(Beginning of INPUT MATERIAL)
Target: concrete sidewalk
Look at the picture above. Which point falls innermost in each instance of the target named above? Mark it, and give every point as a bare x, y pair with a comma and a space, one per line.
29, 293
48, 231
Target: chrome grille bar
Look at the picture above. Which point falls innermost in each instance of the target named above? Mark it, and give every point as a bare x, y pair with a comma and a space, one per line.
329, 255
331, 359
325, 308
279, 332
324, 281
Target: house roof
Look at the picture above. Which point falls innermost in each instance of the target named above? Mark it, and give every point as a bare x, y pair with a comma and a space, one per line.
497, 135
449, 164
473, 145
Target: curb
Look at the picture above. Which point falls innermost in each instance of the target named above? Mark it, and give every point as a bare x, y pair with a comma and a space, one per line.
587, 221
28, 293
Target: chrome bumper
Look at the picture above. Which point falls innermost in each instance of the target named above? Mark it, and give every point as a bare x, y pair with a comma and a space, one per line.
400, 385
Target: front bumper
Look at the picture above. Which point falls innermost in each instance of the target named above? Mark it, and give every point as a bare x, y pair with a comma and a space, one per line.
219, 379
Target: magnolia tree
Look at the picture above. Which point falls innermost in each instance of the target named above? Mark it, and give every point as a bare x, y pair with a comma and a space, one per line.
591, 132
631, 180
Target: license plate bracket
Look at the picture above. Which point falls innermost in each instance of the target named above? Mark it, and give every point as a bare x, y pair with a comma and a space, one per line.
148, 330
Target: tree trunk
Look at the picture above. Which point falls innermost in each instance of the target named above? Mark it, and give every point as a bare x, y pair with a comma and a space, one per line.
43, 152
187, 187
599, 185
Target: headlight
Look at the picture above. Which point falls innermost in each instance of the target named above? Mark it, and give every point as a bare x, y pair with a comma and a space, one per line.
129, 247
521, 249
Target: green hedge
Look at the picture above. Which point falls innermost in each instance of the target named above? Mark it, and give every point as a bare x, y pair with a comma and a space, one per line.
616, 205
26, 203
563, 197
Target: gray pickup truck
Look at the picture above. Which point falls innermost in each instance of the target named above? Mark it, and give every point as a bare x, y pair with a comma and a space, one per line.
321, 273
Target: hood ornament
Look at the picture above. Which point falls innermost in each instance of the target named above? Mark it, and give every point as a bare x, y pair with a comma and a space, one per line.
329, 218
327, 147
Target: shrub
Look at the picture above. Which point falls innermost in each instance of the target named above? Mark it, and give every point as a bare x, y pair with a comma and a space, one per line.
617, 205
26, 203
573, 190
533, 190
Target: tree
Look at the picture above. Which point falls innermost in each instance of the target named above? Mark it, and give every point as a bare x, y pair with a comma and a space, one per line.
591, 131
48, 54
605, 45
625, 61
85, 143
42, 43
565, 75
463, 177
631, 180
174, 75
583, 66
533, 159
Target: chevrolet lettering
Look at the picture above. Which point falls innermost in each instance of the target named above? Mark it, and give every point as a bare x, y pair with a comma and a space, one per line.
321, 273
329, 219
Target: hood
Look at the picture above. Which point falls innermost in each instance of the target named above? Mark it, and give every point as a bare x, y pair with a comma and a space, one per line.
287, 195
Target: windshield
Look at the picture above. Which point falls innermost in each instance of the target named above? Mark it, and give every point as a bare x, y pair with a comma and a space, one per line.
(End of INPUT MATERIAL)
Only the lines from the first line of the records through the one containing "Target: headlight" should be reproduced, exactly, with both of them included.

Target: concrete sidewalk
Look at the picture above. Which point falls innermost in each instance of the target named above? Mark it, and give every point as a bare x, y pair with a comma and a space, one per line.
29, 293
48, 231
Target: chrome grille bar
Look at the picture above. Which point falls innermost in each instance of the target named above? Mark it, and give every point as a bare x, y pair with a comma and a space, one per line.
329, 255
331, 359
325, 308
279, 332
324, 281
Target: house roof
Look at the picture above. Which point falls innermost in each instance of the target named above? Mark it, and give every point as a bare x, y pair with a comma and a space, one per line.
497, 135
449, 164
473, 145
Target: curb
Look at the picture above. Which point falls innermost in each instance of the target named above? Mark it, and give every point as a bare x, y pair with a comma and a space, one per line.
587, 221
28, 293
Target: chrome bumper
Look at the picture above. Which point falls innermost in each instance of the target named above? Mark it, and give every point as a bare x, y pair with a comma and a space, one per line.
400, 385
Target: front bumper
Look at the picture above. Which point falls innermost in each instance of the target named above? Mark it, and give every point as a bare x, y pair with a comma and a space, one per line.
219, 379
Target: magnolia tree
Look at the picture above. Which point falls innermost in each instance of the target named above? Mark it, and give every point as a bare x, y pair with a comma and a space, one per line.
591, 132
631, 180
Target: license plate bracket
Look at the picture above. Which point falls innermost in each instance of the target named above? Mark it, and give every point as a bare x, y pair with a comma and a space, one per line.
148, 330
Target: tree trunk
Look at the picture above. Which point falls innermost in each instance of the target named above? Mark it, and give every point as a bare x, y pair with a comma and a space, one per line.
43, 152
187, 187
599, 185
Target: headlight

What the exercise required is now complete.